● **Texto apresentado**
O carteiro e o poeta- Livro de Antonio Skármeta
“É que a senhora não lê as palavras, mas engole. Tem
que se saborear as palavras. A gente tem que deixar que elas desmanchem na
boca.”
Antonio Skármeta – O carteiro e o poeta
Segundo o prólogo do livro, ele foi iniciado e
terminado após 14 anos de trabalho. Skármeta mostra para nós, em O carteiro e o
poeta, o quanto a poesia de um homem ultrapassa suas obras e adentra universos
outros onde ele nem ousava haver pisado. A história poética da amizade de Mario
Jiménez e Pablo Neruda em meados dos anos 1969(anos 70?) é o que embala todo o
desenrolar dessa linda história tecida por Skármeta.
Seu trabalho inicia-se na realidade com outros
propósitos, a ideia era fazer com que Dom Pablo falasse de suas mulheres. Bem,
isso acabou não dando certo, mas dessas tardes com o poeta saiu essa novela,
incrivelmente bem escrita e cheia de sonhos e poética inigualável. Certas
palavras colocadas no lugar exato, expressões
fortemente bem introduzidas e pensamentos fielmente concernentes ao
retrato de Neruda, ou pelo menos como o imaginário me manda pensá-lo, nos faz
sentir como que postos na Ilha Negra, tomando vinhos com Mario e Beatriz e
dançando aquela valsa boa com Neruda e Matilde.
A história começa calma sem muitos aperreios apenas
contando a trajetória de Mario diante da vida e de suas dúvidas com relação a
si próprio. Assim como o mar da ilha, esse começo parece calmo até
intempestivamente mudar os rumos e nos aparecer enquanto vizinho próximo
Neruda. O desejo de Mario, um jovenzinho de 17 anos, é de ter dedicado pelo poeta
em seu livro Odes Elementares, a qual compra para que consiga ter assunto nos
curtos momentos de entrega de suas cartas, “ A meu íntimo amigo Mario Jiménez,
Pablo Neruda”. Mas esse desejo não era de um fã incondicional das obras de Dom
Pablo, ou com um espírito comunista que emanava de Mario. Não, esse desejo era
de com a intimidade ser possível angariar aquilo pelo qual Neruda sempre foi
mais conhecido, arrebatar o coração das donzelas de todo o mundo, e as de Ilha
Negra não seriam exceção.

● **Material fornecido**

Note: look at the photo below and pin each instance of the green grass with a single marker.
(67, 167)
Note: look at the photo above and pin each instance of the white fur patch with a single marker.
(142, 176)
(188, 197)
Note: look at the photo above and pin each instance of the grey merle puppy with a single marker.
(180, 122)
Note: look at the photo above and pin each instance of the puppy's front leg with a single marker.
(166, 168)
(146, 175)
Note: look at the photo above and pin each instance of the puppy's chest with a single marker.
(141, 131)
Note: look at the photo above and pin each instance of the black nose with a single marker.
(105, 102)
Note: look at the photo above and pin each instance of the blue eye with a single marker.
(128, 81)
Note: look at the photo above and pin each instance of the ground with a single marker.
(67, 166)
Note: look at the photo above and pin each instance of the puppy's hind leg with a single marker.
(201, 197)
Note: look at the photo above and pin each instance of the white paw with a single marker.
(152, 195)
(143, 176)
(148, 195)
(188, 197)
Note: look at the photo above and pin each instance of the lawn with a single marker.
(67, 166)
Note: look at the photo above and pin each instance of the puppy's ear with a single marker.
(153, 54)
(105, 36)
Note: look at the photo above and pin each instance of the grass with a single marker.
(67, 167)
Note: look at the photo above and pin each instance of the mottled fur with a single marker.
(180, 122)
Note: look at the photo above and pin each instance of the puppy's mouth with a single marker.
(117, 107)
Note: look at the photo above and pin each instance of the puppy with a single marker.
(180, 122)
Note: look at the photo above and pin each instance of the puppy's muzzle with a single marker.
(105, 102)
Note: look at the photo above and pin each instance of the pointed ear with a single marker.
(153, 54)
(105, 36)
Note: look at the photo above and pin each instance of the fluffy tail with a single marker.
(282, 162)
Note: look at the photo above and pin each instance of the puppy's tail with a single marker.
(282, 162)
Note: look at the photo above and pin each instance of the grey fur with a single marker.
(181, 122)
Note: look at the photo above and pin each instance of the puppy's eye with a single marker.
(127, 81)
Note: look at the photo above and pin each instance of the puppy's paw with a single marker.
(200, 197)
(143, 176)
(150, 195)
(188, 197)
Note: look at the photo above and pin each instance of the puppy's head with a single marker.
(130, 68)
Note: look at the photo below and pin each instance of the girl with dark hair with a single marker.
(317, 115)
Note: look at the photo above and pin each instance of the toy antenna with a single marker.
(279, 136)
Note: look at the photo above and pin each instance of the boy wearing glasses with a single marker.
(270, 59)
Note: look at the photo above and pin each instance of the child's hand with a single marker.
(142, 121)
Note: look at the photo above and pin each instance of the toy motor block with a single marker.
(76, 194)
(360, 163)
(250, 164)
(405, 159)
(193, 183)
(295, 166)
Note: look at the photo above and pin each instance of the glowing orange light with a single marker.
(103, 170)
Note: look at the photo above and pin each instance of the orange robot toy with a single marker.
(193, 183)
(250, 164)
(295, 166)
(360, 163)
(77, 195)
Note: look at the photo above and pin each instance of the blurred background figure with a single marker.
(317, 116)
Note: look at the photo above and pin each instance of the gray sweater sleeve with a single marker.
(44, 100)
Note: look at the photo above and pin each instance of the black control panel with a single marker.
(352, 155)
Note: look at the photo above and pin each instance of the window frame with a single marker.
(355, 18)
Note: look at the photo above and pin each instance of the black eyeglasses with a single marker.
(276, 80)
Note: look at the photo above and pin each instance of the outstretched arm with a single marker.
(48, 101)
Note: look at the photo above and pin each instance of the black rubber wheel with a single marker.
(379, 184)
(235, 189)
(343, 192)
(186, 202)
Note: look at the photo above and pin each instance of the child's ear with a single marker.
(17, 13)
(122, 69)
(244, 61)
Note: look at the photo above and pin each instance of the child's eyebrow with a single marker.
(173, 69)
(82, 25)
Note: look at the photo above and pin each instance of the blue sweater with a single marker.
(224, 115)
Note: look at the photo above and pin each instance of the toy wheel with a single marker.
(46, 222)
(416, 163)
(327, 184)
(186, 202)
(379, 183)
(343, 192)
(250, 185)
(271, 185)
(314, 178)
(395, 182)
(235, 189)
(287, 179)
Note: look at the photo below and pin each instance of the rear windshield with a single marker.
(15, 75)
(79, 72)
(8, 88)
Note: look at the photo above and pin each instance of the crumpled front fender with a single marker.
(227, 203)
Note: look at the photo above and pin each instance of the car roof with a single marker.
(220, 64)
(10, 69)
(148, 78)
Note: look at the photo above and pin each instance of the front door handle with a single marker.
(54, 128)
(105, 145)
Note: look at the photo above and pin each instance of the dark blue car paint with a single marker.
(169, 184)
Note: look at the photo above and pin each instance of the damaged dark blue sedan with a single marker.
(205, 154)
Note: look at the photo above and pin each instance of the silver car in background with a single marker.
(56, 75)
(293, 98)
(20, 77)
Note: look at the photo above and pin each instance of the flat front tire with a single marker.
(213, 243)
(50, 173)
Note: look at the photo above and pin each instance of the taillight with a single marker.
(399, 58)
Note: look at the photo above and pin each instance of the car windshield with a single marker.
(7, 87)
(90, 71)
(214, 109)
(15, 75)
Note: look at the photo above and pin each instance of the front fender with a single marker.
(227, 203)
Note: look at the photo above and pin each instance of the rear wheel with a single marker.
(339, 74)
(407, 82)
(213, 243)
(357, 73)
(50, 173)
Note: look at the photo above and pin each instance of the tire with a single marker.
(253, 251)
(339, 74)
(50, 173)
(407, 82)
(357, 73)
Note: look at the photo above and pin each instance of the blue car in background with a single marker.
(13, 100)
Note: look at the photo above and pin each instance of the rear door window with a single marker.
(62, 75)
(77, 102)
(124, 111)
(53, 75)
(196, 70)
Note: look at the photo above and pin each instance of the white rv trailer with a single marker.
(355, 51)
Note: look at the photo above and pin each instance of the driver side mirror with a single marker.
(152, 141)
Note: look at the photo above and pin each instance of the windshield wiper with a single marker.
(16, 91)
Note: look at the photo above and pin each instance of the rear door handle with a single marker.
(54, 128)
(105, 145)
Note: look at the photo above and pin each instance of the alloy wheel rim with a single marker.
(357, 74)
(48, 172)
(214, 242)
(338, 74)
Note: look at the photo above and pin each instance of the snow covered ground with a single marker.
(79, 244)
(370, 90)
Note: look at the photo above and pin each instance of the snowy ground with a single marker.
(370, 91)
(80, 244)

● **Enunciado da tarefa**
De acordo com o texto apresentado, qual livro de Neruda Mario compra para ter assunto com o poeta ao entregar as cartas?

● **Resposta do exercício**
Odes Elementares.